[Saved data entries]

-- Opening Marker --

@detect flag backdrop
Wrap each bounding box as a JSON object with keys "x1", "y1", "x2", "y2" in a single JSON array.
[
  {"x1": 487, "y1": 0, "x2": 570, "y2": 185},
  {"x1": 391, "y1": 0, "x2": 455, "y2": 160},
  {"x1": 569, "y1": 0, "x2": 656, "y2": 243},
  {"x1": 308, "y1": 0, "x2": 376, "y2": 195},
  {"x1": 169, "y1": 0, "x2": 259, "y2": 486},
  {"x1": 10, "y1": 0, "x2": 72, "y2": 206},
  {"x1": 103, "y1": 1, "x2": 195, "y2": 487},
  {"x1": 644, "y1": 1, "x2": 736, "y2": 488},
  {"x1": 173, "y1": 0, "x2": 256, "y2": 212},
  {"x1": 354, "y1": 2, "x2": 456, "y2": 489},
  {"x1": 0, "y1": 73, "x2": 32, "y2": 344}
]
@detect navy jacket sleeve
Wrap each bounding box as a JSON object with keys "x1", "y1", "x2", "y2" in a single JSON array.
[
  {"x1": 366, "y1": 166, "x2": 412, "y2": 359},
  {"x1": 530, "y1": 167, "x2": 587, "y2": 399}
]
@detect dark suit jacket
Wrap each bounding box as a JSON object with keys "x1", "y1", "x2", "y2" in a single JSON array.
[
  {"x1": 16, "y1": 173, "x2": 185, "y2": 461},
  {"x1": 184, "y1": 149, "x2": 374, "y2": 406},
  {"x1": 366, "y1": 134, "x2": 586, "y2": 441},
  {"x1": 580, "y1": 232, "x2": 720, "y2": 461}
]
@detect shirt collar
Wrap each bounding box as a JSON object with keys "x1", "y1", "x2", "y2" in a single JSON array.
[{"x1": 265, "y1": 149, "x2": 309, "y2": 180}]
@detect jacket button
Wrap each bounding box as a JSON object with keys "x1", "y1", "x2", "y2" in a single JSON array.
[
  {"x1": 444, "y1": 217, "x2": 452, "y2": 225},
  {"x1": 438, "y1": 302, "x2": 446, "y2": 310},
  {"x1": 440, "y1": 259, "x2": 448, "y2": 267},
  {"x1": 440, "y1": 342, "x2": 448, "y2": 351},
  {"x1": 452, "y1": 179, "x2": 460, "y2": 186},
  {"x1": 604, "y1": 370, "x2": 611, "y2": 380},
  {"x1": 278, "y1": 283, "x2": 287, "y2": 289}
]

-- Closing Marker --

■ DIRECTIONS FOR THIS TASK: Look for the word "detect" in the data, then return every line that contains it.

■ RESPONSE TO THIS TASK:
@detect flag backdrop
@detect navy jacket sleeve
@detect dark suit jacket
@detect shirt collar
@detect jacket button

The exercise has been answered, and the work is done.